[DO THIS]:
Copy every line from the one containing "the black tank" through the end of the records, both included, and leave out the pictures.

(Point labeling records)

******************************

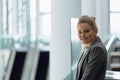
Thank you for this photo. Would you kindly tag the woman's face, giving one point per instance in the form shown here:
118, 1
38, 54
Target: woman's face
86, 34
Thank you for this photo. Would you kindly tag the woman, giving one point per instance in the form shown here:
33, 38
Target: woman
93, 61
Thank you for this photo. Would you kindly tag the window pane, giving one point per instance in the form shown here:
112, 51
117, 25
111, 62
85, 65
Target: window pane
45, 24
115, 5
45, 6
115, 22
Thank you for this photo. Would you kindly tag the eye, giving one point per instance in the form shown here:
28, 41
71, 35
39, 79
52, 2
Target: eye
80, 32
86, 31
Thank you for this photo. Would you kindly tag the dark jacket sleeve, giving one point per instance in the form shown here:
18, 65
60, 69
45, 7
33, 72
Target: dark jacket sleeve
95, 63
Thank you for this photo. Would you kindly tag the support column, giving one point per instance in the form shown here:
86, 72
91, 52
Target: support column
60, 45
102, 18
88, 7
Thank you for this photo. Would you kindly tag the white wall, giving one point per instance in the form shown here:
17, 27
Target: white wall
60, 45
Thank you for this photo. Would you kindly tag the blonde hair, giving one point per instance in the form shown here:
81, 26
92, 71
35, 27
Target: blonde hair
88, 19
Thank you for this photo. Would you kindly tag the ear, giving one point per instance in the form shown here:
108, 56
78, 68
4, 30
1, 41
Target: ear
96, 30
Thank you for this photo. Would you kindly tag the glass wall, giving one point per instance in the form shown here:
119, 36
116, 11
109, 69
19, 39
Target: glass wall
23, 24
24, 21
115, 16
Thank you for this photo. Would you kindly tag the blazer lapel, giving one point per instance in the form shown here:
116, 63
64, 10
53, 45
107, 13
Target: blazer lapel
84, 55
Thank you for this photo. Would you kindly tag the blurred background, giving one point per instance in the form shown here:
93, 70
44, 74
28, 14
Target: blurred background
38, 38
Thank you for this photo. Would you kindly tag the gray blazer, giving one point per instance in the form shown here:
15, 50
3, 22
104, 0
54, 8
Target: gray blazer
92, 65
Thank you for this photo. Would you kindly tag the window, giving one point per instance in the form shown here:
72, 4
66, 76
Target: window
114, 16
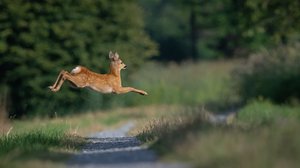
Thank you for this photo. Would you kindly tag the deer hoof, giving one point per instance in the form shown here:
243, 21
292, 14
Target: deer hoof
144, 93
52, 88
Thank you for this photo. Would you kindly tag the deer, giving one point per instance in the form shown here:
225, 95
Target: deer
82, 77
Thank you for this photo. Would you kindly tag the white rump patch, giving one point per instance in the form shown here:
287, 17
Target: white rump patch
76, 70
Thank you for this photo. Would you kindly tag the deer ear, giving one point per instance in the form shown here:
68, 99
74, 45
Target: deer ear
111, 55
116, 56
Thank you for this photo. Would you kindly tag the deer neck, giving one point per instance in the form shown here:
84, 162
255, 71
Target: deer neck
115, 72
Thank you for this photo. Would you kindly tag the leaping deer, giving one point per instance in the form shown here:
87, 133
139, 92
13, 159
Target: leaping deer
81, 77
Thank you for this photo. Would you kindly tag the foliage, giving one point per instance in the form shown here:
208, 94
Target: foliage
191, 83
39, 38
188, 136
271, 74
194, 29
261, 112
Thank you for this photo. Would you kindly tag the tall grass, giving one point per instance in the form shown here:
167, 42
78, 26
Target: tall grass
185, 84
191, 137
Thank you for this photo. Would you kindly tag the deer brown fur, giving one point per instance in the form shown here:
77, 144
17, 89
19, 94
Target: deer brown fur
82, 77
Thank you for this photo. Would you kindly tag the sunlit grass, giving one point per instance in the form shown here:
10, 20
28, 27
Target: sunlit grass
253, 139
200, 83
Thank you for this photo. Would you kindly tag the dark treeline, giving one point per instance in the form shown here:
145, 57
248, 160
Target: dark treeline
39, 38
208, 29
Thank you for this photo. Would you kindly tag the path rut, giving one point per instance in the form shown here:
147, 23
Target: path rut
113, 148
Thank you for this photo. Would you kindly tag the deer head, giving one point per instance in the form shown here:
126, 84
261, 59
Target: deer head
116, 64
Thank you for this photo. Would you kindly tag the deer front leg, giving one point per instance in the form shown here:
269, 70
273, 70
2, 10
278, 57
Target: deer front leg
122, 90
64, 75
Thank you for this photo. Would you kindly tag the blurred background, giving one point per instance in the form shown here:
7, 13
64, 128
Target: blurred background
181, 52
223, 78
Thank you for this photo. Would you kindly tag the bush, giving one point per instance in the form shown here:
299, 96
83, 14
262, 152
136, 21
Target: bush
271, 74
39, 38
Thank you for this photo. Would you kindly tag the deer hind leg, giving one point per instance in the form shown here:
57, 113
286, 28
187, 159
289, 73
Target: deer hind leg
64, 75
122, 90
59, 78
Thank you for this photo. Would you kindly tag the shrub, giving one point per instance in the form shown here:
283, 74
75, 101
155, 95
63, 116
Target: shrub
39, 38
271, 74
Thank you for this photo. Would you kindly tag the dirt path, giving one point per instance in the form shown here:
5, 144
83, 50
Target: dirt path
114, 149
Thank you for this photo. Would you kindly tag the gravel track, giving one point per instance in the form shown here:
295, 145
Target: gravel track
113, 148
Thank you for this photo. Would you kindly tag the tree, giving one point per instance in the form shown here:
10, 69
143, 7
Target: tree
198, 29
39, 38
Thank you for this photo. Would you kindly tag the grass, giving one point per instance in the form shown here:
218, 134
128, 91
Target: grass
189, 135
205, 83
174, 119
50, 142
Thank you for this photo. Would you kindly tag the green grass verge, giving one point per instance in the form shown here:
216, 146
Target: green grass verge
248, 142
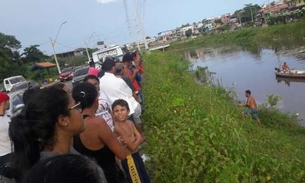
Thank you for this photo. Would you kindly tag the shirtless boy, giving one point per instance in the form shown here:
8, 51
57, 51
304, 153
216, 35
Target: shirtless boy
126, 131
252, 107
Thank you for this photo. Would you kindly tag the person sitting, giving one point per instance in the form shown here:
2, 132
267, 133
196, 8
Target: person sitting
44, 128
285, 67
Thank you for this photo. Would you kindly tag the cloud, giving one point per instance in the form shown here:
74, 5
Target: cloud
105, 1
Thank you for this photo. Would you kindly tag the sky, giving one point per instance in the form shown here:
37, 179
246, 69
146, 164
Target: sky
34, 22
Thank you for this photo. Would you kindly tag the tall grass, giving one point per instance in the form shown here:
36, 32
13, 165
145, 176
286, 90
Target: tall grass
195, 133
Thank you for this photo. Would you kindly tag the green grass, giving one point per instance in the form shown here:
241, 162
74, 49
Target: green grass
195, 133
288, 34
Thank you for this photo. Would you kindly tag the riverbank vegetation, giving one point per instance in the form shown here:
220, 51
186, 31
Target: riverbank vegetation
292, 34
195, 133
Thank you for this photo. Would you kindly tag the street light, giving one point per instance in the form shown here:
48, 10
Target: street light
53, 45
87, 46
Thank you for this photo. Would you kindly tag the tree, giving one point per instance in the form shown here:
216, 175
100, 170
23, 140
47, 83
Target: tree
9, 56
33, 54
188, 33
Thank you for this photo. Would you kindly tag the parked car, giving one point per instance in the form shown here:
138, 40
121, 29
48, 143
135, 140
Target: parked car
66, 74
10, 82
24, 85
79, 75
16, 102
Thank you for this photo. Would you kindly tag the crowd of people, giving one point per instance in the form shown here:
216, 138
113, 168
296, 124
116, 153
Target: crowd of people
89, 134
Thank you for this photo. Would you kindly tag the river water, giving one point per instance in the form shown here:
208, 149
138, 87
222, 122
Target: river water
239, 69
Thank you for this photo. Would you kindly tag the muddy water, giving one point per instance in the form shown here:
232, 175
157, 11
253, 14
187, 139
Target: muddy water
239, 70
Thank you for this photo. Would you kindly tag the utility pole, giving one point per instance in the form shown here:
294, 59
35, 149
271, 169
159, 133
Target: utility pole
140, 24
86, 46
130, 25
53, 46
55, 57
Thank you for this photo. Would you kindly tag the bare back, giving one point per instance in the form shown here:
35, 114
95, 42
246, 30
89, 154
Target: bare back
97, 134
90, 137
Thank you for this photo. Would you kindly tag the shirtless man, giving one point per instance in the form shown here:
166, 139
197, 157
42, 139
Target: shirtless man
133, 165
252, 107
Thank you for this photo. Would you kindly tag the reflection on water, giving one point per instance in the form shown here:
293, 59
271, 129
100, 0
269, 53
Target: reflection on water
253, 69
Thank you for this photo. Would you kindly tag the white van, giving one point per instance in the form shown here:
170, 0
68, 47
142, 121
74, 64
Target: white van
10, 82
115, 51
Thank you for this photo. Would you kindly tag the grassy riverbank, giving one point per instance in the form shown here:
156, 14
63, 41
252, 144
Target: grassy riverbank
288, 34
195, 132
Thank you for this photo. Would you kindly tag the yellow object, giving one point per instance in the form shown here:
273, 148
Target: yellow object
133, 170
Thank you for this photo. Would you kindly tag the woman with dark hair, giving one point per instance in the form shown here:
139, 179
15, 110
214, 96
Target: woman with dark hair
97, 141
44, 128
69, 168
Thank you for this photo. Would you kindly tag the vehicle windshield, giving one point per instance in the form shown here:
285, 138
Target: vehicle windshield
81, 71
69, 69
17, 80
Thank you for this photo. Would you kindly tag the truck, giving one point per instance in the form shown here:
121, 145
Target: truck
115, 51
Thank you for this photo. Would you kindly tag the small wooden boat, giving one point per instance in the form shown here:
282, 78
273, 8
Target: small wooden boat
290, 79
290, 74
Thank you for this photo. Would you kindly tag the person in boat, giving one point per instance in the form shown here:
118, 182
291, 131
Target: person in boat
285, 67
252, 107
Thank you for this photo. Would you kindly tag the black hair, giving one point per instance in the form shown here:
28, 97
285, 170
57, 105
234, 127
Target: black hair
120, 102
91, 64
108, 64
133, 55
68, 168
91, 77
34, 128
85, 93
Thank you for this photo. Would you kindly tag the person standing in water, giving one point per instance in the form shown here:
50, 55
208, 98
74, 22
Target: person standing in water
252, 107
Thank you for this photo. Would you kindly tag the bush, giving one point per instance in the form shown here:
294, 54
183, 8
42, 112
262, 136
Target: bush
196, 134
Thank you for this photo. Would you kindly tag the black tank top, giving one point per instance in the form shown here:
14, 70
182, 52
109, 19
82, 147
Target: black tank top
105, 158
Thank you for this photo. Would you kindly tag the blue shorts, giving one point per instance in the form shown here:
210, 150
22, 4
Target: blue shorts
252, 112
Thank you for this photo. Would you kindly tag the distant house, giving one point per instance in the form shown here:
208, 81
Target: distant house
273, 8
295, 3
225, 18
69, 54
186, 28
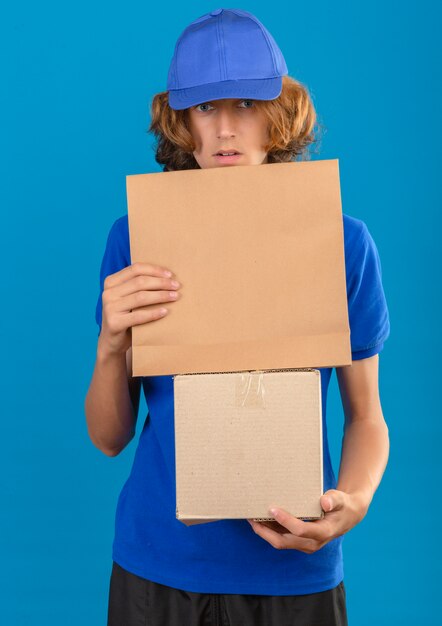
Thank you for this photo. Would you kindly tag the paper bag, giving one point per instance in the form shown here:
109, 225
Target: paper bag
259, 252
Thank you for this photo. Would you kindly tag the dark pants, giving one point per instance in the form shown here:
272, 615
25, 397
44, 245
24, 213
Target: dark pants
135, 601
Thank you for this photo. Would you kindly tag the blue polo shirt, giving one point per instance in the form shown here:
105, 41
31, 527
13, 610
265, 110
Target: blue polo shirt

******************************

[WRITTEN RESPONSE]:
Thank you for this photo. Would you kindly tag the black tank top, giving one point per instance in the form shown here:
14, 70
182, 52
109, 19
82, 147
Target: black tank top
105, 158
Thank you for this photo. Would you kindly tag the blue shorts, giving one point per instance in the form shown here:
210, 150
22, 4
Target: blue shorts
252, 112
Thank you for this photo. Would you kindly tag the distant house, giving one point per instance in the form shown here:
208, 81
Target: distant house
273, 8
295, 3
225, 18
69, 54
186, 28
Thank you for this photo. Would you kindly tag the paper bag, giving one point per instance in the form shown here:
109, 225
Target: paper bag
259, 252
Thank you for this photo. Would you kindly tag the dark pants, giving one point per instance in the form shown here:
272, 615
25, 397
44, 245
24, 213
Target: dark pants
135, 601
Thank you for this photo. Would you kindly tag the blue polo shirt, giving one point per instance in the form shown here:
105, 41
31, 527
13, 610
265, 110
Target: blue polo shirt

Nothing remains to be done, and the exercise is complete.